Given text:
- - - -
• Question: Why can't anything travel faster than the speed of light?

    Asked by to Mark, Matthew, Mike, Paul, Sabina on 12 Mar 2014. This question was also asked by .
    • Photo: Matthew Malek

      Matthew Malek answered on 12 Mar 2014:

      This is a great question and there is no obvious answer! Basically, the speed of light seems to be “hard coded” into the fabric of spacetime as a speed limit for the universe.

      When you want to accelerate something, you have to put energy into it. If you want to make it go even faster, you have to put in even more energy. Bringing a car from rest to 60 miles per hour takes roughly the same amount of energy as going from 60 to 85 miles per hour, even though you are only adding 25 miles per hour to your speed.

      As you go faster and faster, it takes more and more energy to get each new bit of acceleration. And, as it turns out, it would take an infinite energy to make any particle with mass reach the speed of light. They just can’t do it! You can put it loads of energy and get it real close, like they do in particle accelerators like the Large Hadron Collider (LHC) at CERN. But you can’t make any massive particle move at the speed of light. (Not unless you’re hiding an infinite energy source somewhere!)

      For a massless particle, like light (photons), the speed of light is possible to reach. In fact, it is the only speed that a massless particle can travel at — no more, no less!

      As far as we can tell, there is no deep fundamental reason why the speed of light is what it is. I can easily imagine a universe where the speed of light is double, or triple, the value it is in ours. Physics would work a little differently, but it would still work.

      Again, good question! Hope this helps explain, and thanks for asking!
- - - -
Dataset records:
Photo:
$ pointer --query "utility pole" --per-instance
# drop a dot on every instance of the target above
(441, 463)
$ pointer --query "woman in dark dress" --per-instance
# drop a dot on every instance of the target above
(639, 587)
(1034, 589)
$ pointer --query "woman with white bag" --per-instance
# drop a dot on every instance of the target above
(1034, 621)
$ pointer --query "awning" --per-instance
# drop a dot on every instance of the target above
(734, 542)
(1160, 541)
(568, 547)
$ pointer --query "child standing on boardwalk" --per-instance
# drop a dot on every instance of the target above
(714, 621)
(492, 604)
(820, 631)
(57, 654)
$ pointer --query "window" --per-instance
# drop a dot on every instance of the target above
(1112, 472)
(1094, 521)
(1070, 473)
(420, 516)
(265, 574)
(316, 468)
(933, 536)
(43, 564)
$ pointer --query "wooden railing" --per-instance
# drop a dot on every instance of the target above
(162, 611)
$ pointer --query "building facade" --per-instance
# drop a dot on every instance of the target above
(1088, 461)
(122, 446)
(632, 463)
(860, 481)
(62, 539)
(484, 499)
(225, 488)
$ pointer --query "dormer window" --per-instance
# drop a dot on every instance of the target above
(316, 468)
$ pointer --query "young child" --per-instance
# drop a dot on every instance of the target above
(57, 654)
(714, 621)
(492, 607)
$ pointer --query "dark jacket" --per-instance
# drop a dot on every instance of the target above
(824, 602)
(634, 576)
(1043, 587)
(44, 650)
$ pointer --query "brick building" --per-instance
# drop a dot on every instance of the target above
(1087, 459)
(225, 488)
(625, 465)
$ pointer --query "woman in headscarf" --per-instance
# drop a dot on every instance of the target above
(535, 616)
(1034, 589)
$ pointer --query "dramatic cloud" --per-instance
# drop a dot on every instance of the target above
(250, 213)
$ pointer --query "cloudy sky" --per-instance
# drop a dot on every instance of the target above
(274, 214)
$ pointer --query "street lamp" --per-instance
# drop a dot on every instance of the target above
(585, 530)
- - - -
Work to do: Transcribe word for word the passage of the speed-of-light text that starts with "For a massless" and runs on through "more, no less!".

Reply:
For a massless particle, like light (photons), the speed of light is possible to reach. In fact, it is the only speed that a massless particle can travel at — no more, no less!